» **REQUIREMENT**
Could you print, exactly as they stand, the lines from the one holding "Objective - one point per instance of the pink" to the end of the data below, and nothing more?

[Stored records]
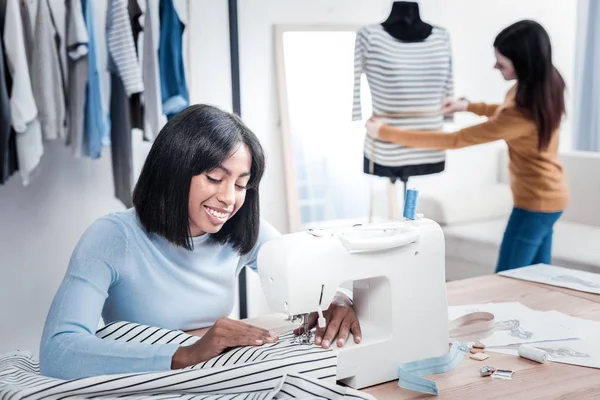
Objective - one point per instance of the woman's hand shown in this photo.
(450, 106)
(225, 333)
(341, 320)
(373, 126)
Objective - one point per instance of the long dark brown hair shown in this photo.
(540, 89)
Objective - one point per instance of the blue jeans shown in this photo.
(527, 239)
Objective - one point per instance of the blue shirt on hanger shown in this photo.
(170, 57)
(97, 120)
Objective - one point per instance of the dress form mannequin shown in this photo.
(408, 66)
(404, 23)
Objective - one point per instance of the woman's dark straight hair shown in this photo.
(541, 89)
(198, 139)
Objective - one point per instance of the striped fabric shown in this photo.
(119, 38)
(403, 78)
(282, 370)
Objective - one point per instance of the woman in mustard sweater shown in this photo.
(529, 121)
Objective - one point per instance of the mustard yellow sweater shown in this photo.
(537, 178)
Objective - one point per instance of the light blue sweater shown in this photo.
(121, 273)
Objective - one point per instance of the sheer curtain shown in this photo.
(587, 73)
(327, 145)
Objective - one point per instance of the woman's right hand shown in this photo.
(224, 334)
(450, 106)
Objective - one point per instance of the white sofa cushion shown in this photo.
(575, 245)
(465, 205)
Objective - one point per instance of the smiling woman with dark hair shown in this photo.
(529, 122)
(172, 260)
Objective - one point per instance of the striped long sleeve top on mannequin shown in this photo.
(409, 78)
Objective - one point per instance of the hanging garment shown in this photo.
(281, 370)
(77, 51)
(408, 82)
(126, 80)
(150, 74)
(28, 138)
(96, 119)
(136, 106)
(6, 131)
(170, 54)
(46, 73)
(120, 137)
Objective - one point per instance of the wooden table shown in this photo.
(531, 380)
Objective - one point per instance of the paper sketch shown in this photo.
(515, 324)
(562, 352)
(574, 279)
(584, 351)
(557, 276)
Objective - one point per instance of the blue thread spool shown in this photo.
(410, 203)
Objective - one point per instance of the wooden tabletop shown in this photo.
(530, 380)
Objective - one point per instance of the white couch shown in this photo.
(474, 218)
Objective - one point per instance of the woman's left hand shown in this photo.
(341, 321)
(373, 127)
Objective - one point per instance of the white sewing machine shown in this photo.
(399, 290)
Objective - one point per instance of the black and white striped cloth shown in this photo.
(121, 48)
(283, 370)
(403, 78)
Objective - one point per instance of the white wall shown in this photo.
(39, 227)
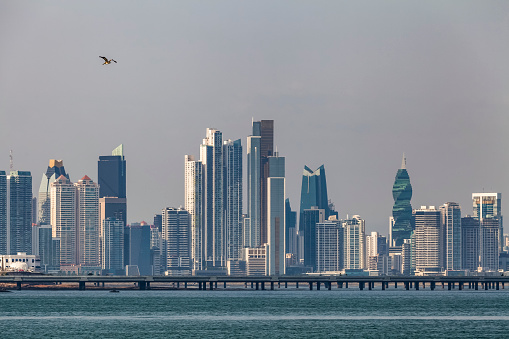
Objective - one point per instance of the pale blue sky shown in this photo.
(350, 84)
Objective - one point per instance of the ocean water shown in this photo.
(284, 313)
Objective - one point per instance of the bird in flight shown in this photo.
(106, 61)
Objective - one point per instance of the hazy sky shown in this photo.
(350, 84)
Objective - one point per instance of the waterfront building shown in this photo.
(276, 191)
(112, 245)
(310, 218)
(290, 229)
(3, 212)
(63, 218)
(329, 245)
(255, 259)
(139, 247)
(354, 243)
(232, 167)
(19, 212)
(252, 222)
(55, 170)
(177, 241)
(428, 256)
(314, 191)
(194, 191)
(450, 214)
(470, 243)
(211, 156)
(401, 224)
(88, 225)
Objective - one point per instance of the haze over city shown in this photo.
(349, 85)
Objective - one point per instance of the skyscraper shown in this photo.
(427, 234)
(354, 243)
(308, 228)
(232, 165)
(3, 213)
(88, 225)
(19, 212)
(177, 241)
(252, 223)
(54, 171)
(211, 156)
(450, 214)
(276, 186)
(112, 251)
(194, 205)
(402, 210)
(63, 218)
(329, 246)
(314, 190)
(112, 174)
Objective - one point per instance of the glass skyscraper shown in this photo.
(402, 210)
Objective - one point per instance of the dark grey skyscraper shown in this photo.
(112, 174)
(232, 165)
(19, 209)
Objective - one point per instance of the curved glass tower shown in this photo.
(402, 210)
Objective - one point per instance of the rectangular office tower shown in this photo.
(19, 212)
(450, 214)
(329, 246)
(177, 241)
(88, 225)
(194, 205)
(211, 156)
(276, 189)
(3, 212)
(63, 218)
(428, 239)
(232, 176)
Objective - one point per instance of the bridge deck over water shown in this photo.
(265, 282)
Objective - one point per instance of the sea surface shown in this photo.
(283, 313)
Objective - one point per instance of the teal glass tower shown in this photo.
(402, 210)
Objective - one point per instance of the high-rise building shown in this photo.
(252, 223)
(177, 241)
(450, 214)
(194, 191)
(290, 228)
(211, 156)
(489, 206)
(232, 165)
(63, 218)
(354, 243)
(54, 171)
(139, 247)
(88, 225)
(329, 246)
(3, 212)
(402, 210)
(307, 230)
(314, 190)
(276, 186)
(112, 243)
(112, 174)
(427, 234)
(19, 212)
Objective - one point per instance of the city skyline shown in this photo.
(362, 85)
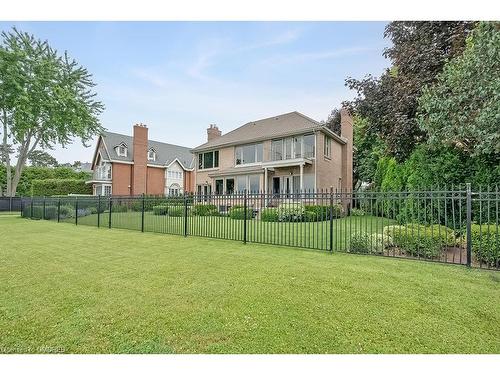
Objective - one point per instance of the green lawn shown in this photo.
(309, 234)
(88, 290)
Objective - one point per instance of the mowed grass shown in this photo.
(86, 290)
(314, 235)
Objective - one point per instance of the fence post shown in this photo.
(76, 211)
(468, 225)
(142, 216)
(110, 208)
(99, 211)
(245, 217)
(185, 215)
(331, 219)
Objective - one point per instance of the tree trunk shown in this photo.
(7, 157)
(21, 161)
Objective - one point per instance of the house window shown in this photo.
(309, 146)
(297, 147)
(241, 183)
(328, 147)
(152, 155)
(248, 154)
(230, 185)
(293, 148)
(254, 183)
(208, 160)
(121, 150)
(174, 189)
(277, 149)
(219, 186)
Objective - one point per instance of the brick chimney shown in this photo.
(346, 131)
(213, 132)
(140, 158)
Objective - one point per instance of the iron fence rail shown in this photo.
(451, 226)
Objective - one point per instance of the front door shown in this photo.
(276, 185)
(287, 185)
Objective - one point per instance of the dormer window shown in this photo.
(121, 150)
(152, 154)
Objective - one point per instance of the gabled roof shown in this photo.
(165, 152)
(268, 128)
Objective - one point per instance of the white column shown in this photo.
(301, 177)
(265, 180)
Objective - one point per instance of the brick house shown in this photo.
(287, 153)
(124, 165)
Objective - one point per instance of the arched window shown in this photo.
(152, 154)
(174, 189)
(121, 149)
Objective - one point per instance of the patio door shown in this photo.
(276, 185)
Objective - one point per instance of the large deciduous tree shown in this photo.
(463, 108)
(389, 103)
(45, 99)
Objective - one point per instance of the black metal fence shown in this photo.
(10, 204)
(456, 226)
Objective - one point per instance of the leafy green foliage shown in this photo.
(269, 214)
(239, 213)
(486, 243)
(463, 108)
(160, 210)
(204, 210)
(45, 99)
(38, 158)
(52, 187)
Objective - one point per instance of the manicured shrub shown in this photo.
(269, 214)
(486, 243)
(177, 211)
(204, 210)
(322, 212)
(66, 211)
(119, 208)
(160, 209)
(83, 212)
(291, 211)
(53, 186)
(364, 243)
(50, 212)
(357, 212)
(420, 240)
(239, 213)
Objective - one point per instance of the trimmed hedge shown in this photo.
(160, 209)
(204, 210)
(420, 240)
(177, 211)
(269, 214)
(54, 186)
(486, 243)
(364, 243)
(239, 213)
(119, 208)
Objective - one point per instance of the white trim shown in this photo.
(155, 166)
(121, 161)
(182, 166)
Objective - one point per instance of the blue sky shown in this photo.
(179, 77)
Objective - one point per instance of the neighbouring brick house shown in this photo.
(287, 153)
(124, 165)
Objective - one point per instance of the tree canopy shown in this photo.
(463, 108)
(46, 98)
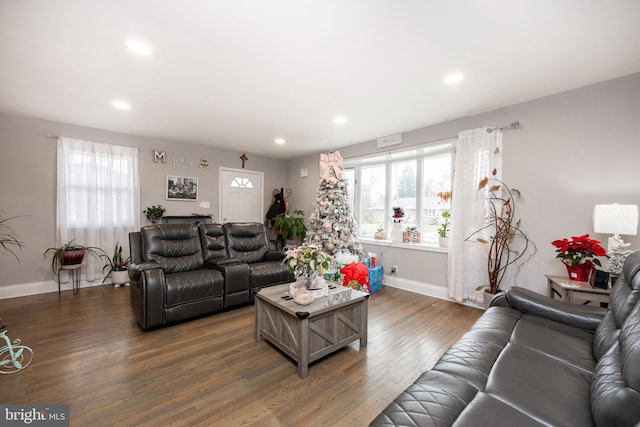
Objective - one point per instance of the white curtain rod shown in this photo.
(48, 135)
(512, 125)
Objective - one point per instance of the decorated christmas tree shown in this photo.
(331, 224)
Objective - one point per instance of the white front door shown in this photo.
(241, 196)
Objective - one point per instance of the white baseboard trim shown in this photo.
(35, 288)
(422, 288)
(417, 287)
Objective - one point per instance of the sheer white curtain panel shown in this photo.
(478, 153)
(98, 197)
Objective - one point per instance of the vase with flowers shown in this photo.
(306, 261)
(579, 255)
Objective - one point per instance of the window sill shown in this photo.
(410, 246)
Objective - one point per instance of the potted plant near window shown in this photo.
(117, 267)
(154, 213)
(508, 244)
(443, 230)
(291, 226)
(71, 254)
(9, 240)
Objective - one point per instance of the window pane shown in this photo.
(372, 193)
(436, 179)
(403, 185)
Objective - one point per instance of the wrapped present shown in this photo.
(356, 276)
(411, 235)
(380, 234)
(376, 274)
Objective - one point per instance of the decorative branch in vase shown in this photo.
(503, 229)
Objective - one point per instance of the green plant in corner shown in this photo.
(115, 262)
(9, 239)
(291, 226)
(71, 253)
(443, 230)
(154, 213)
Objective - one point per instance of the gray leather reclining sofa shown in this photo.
(180, 271)
(533, 361)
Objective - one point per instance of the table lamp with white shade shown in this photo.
(616, 219)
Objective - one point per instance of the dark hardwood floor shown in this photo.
(91, 354)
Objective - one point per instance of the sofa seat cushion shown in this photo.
(434, 399)
(546, 389)
(268, 273)
(472, 357)
(559, 341)
(190, 286)
(486, 410)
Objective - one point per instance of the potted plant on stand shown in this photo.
(117, 267)
(443, 230)
(154, 213)
(9, 240)
(71, 254)
(507, 243)
(578, 256)
(291, 226)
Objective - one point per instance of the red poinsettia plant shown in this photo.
(579, 250)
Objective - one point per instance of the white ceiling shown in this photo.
(238, 73)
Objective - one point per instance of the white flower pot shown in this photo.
(119, 278)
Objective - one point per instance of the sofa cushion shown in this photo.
(175, 247)
(189, 286)
(485, 410)
(544, 388)
(246, 242)
(557, 340)
(214, 245)
(624, 296)
(616, 382)
(268, 273)
(434, 399)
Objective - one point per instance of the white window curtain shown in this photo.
(478, 153)
(98, 197)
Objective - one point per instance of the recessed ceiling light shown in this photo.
(139, 47)
(123, 105)
(453, 79)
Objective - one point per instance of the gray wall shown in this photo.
(28, 181)
(572, 151)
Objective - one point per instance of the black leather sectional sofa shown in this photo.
(180, 271)
(533, 361)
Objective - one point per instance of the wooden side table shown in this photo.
(74, 276)
(575, 292)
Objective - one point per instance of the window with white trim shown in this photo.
(410, 179)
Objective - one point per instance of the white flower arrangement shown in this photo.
(307, 259)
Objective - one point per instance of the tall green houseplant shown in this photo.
(291, 226)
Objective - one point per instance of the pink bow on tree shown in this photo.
(329, 161)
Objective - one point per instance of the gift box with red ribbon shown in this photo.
(356, 276)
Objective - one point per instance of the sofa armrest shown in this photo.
(147, 293)
(579, 316)
(221, 262)
(135, 270)
(274, 255)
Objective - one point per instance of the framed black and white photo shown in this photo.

» **SOLUTION FOR THIS EXERCISE**
Objective - one point per instance of the pink bow on tree shown in this photo.
(329, 161)
Objective - one point per instance of the gift box with red ribbon shown in this photo.
(356, 276)
Objective - one point per instance of the sofa armrest shown in this photo.
(147, 293)
(579, 316)
(221, 262)
(135, 270)
(274, 255)
Objective - one point per instance of the framed black and white photo shown in this photo.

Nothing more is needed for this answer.